**Exercise:** Write out, word for word, the line that contains "Query: chain link fence" and each line after it down to the last line of the data below. Include nothing more.

[[ Entries supplied open ]]

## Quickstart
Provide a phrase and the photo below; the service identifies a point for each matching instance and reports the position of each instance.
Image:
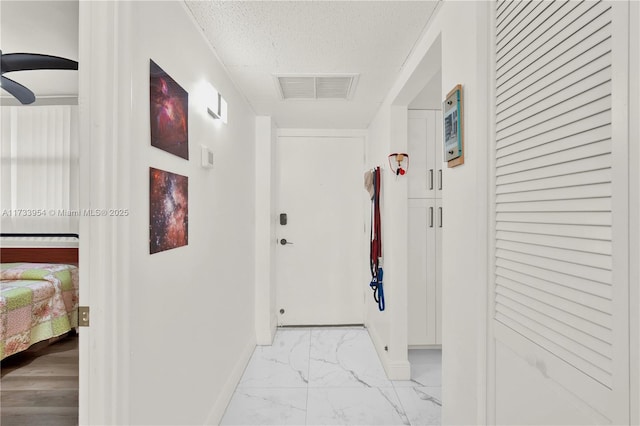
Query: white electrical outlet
(207, 157)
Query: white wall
(464, 276)
(184, 324)
(634, 213)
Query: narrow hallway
(333, 376)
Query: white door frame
(104, 94)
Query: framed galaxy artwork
(169, 113)
(168, 210)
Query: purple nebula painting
(168, 210)
(169, 113)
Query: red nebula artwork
(168, 210)
(169, 113)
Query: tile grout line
(306, 407)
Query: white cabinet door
(437, 153)
(422, 174)
(437, 263)
(422, 272)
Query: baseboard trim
(395, 370)
(215, 416)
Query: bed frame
(66, 255)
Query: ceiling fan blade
(21, 93)
(34, 61)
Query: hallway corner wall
(187, 314)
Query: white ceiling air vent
(325, 86)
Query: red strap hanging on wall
(375, 253)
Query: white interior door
(561, 291)
(320, 268)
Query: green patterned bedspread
(38, 301)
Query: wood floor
(40, 386)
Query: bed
(38, 298)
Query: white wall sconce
(219, 108)
(215, 110)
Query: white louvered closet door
(561, 283)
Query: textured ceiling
(257, 39)
(46, 27)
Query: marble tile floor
(332, 376)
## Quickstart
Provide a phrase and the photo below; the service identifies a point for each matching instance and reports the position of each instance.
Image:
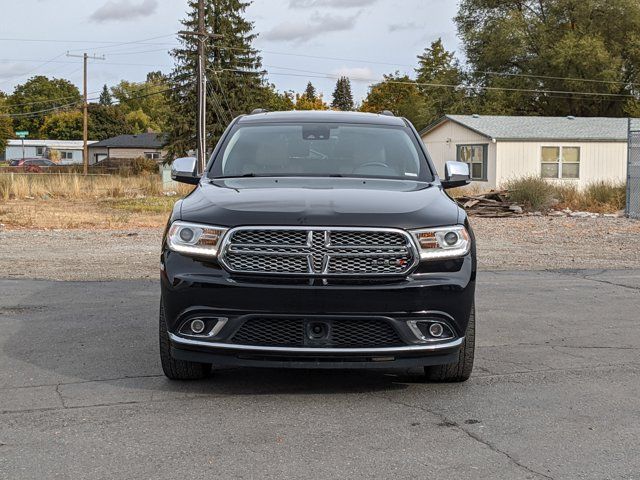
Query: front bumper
(192, 288)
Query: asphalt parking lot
(555, 393)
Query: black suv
(318, 240)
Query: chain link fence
(633, 170)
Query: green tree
(275, 101)
(398, 94)
(105, 96)
(62, 126)
(149, 96)
(342, 95)
(310, 92)
(138, 121)
(37, 97)
(557, 46)
(235, 83)
(6, 124)
(304, 103)
(441, 82)
(106, 121)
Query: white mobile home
(70, 150)
(579, 150)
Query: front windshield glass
(323, 150)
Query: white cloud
(13, 70)
(354, 73)
(330, 3)
(400, 27)
(118, 10)
(317, 25)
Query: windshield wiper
(244, 175)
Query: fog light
(436, 330)
(197, 326)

[[ Entries supplied closed ]]

**Expected output:**
Query: chain link fence
(633, 170)
Query: green tree
(275, 101)
(398, 94)
(105, 96)
(62, 126)
(149, 96)
(342, 95)
(310, 92)
(138, 121)
(37, 97)
(557, 46)
(235, 83)
(6, 124)
(304, 103)
(441, 82)
(106, 121)
Query: white mobile home
(70, 150)
(579, 150)
Query: front windshield glass
(323, 150)
Query: white cloud
(13, 70)
(354, 73)
(330, 3)
(400, 27)
(118, 10)
(317, 25)
Query: windshield wiper
(244, 175)
Query: fog light
(436, 330)
(197, 326)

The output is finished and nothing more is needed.